**Reading passage**
⁂

Protest and Information: What we learned from Chelsea Manning

On October 1st, 2018, the ever-controversial public figure, activist, technologist and whistle-blower Chelsea Manning sat adjacent to artist and writer James Bridle at the Royal Institution in London to have an unmediated conversation. Organised by the Institute of Contemporary Arts London, this was the first public appearance for Manning in the UK since her 35 years sentence in prison (2013) and subsequent commute of sentence and release in 2017. The talk was varied, lightly touching on aspects of artificial intelligence, protest, and politics, but mostly only swirling along the surface of each topic. The talk was inevitably focused more on Manning and her life than it was on an objective overview of the pressing issues of our current political climate.

Of the multitude of topics covered, two things keep resurfacing in the talk’s aftermath. The first is Manning’s proclamation that the United States, from where she hails, is comparable to a prison, with surveillance, police presence, most recently a wall, and other power infrastructures at play. The second, though covered less by major news sources, was repeated by Manning on numerous occasions during the talk: that the issues we face today are not one of a lack of knowledge but rather a lack of action upon that knowledge. This article will endeavour to reflect and elaborate on both of these.

That the United States allegedly operates as a prison is in no way a controversial statement for anyone who has read a bit of Foucault in their formative years; in fact, the sentiment verges on edgy high schooler cliché. Foucault has on numerous occasions argued how systems in society, and especially in what he calls ‘heterotopias’ - places of otherness, deviating all other spaces such as prisons - influence all other space around it, creating a ripple effect that influences the entirety of society. By introducing the system of punishment called prison, the rest of those in society by negation are formed into the potential prisoners. Society itself becomes the prison; control is self-imposed; the system functions nearly autonomously. To add a footnote to that thought, Nietzsche argued that punishment was practiced before it had been awarded any sense of utility.


Regardless of how tired te observation of calling the US a prison is, a quick google search will yield no less than 5 different news outlets citing the same talk with the headline reflecting this exact revelation. “Chelsea Manning says life in the US is like being in prison”; “Chelsea Manning says life in the US is 'like being in prison' in first appearance in UK since release”; “Chelsea Manning, convicted leaker, compares living in US to prison”. Thanks, Guardian, Evening Standard, and Fox News. These particular news sources are among the many whose readership would find such headlines worth clicking, reaffirming such a statement as controversial for the masses, especially when posited by a figure so hotly debated as both hero and villain. The media presents society to be as free as the USA’s headline ‘land of the free’, by artificially - if we follow Manning’s argument - pushing its definition away from being prison-like. Manning could argue that the prison itself claims not to be a prison, but especially in that rhetoric act of absurdifying Mannings statements, it really starts functioning like a prison; not by applying real force, directing you where to click, but by defining the perspective you get on information.

⁂

**Task material**
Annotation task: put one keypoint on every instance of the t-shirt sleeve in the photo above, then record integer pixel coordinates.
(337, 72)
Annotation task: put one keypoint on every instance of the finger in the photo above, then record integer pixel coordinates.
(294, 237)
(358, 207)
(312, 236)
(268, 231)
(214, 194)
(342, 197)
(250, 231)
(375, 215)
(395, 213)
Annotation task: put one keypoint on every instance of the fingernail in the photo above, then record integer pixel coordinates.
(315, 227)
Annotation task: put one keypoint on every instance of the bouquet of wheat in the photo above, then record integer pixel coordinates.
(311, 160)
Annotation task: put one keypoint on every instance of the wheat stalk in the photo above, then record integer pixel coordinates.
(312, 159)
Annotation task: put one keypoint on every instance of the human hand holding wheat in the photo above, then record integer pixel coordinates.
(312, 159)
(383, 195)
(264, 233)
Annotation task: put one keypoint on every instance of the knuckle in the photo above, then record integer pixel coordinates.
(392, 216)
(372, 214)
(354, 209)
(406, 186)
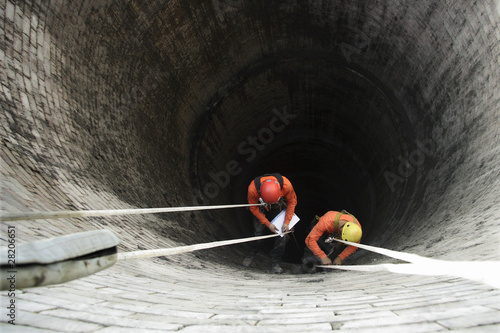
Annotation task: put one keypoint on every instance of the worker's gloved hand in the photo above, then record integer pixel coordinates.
(273, 228)
(326, 261)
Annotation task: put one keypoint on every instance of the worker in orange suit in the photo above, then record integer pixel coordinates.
(343, 226)
(277, 193)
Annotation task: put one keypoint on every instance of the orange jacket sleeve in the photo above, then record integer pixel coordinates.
(291, 199)
(324, 226)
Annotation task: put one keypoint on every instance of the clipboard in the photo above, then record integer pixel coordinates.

⁂

**Problems**
1: Extract every line of the listing that contains the string "keypoint"; case counts.
2: Take the article on Chelsea Manning's talk further, starting after its final sentence.
The text about Chelsea Manning and the listing have no connection to each other.

**Per-task outputs**
1:
Annotation task: put one keypoint on every instance of the t-shirt sleeve in the photo above, then record integer pixel coordinates.
Annotation task: put one keypoint on every instance of the finger in the photo above, then record integer pixel coordinates.
Annotation task: put one keypoint on every instance of the fingernail in the photo above, then record integer pixel coordinates.
Annotation task: put one keypoint on every instance of the bouquet of wheat in the photo above, then record integer pixel coordinates.
Annotation task: put one keypoint on every instance of the wheat stalk in the photo above, then record integer pixel coordinates.
Annotation task: put one keypoint on every instance of the human hand holding wheat in the photo above, then record integer pixel coordinates.
Annotation task: put one keypoint on every instance of the knuckle in the photo above, then record integer pixel coordinates.
Annotation task: put one keypoint on every instance of the worker's gloved hand in the photo above, then record integer pixel coordinates.
Annotation task: put one keypoint on every instance of the worker in orange suit in the photo above, then record integer pixel coordinates.
Annotation task: put one keypoint on every instance of the orange jacket sleeve in the photo above, then record integer pixel coordinates.
Annotation task: put one keypoint on every instance of the clipboard in the photo above, then record integer pixel coordinates.

2:
This brings up a contradiction with her second notable statement: that the issue is not one of knowledge, because everyone already knows what is at issue. (Major breaks in governmental knowledge-security, and those spreading the pus that comes out, have more than once shown the shadow practices our governments perform.) This was said in context of our contemporary relation to information and technology, and of what the average denizen can do to affect change. The problem seems obvious: Manning assumes the position that knowledge is easily understood by most, while evidence shows that most (if we may believe the media) will find even mundane proclamations about systems of power to be controversial. In this instance, Manning spoke to a crowd of journalists, scholars, and generally a demographic who knows and admires her work (not to mention a demographic who has disposable income enough to afford a £20 ticket just to hear her talk), but the rest of the world may not be so privy to the knowledge she mentions. And that much is obvious with the headlines previously listed that highlight her comparison of the nation state with a prison system.


It is a knowledge issue

Chelsea Manning is a name synonymous with disruption, a component necessary to protest. Her military background found its way to leaking hundreds of thousands of documents to the website WikiLeaks, landing her in prison for espionage. Her form of protest was in itself a handing over of knowledge from the privileged to the masses. Her leaks included a video showing two US soldiers’ disreputable dialogue after having killed 12 people in Baghdad, and the destruction of evidence after the US army killed 10 Iraqi civilians, including an infant and a 70 years old woman. As Manning rightfully said, she saw something wrong during her time in the military and she had to do something about it. While her bravery in bringing these horrendous crimes to light are not to be questioned, the fact remains that she took action to disseminate knowledge. The primacy of access to and ownership of knowledge seems to be extrapolated over what that knowledge entails.


What’s more, she took action because she already knew what was wrong; she already had access to knowledge. But the systems of control that both Manning and Bridle spoke of (both during this conversation and in previous occasions) aren't so obviously visible. That this is in fact a knowledge problem can be registered threefold: firstly, not everyone knows that there is an issue. Secondly, those who know there is an issue do not always know what is at issue nor have the information to locate the issue, and thirdly, that not everyone knows what can be done to deal with that issue.

In the first instance, Bridle himself has written about the excessive amounts of information that we are continuously bombarded with. Even if a single truth is given to us, it is hidden under piles of information that may near impossible to read without the right code; that might be false; and may not be relevant at al. Regardless of accuracy of information, that information reverbs in how we a posteriori deal with real events. Whether the RGB spectrum of the digital camera covers all light to see does not reduce the impact corresponding policy has on our world. These systems are created as a veil over any possibility of change, and the majority of us don't know what is at stake and who is to blame, much less how to navigate the amount of misinformation that we're fed, to derive any semblance of cohesiveness from the fog. In his book New Dark Age: Technology and the End of the Future, Bridle argues that “...paranoia in an age of network excess produces a feedback loop: the failure to comprehend a complex world leads to the demand for more and more information, which only further clouds our understanding - revealing more and more complexity that must be accounted for by ever more byzantine theories of the world. More information produces not more clarity, but more confusion.” (pg. 210) Thus, while he didn’t respond to Manning’s proclamation about knowledge in due course, we can suggest that an appropriate rebuttal would be that the ability to sift knowledge from this information overload is not something that most will have access to. Both play with the question of quality in a discourse of quantity.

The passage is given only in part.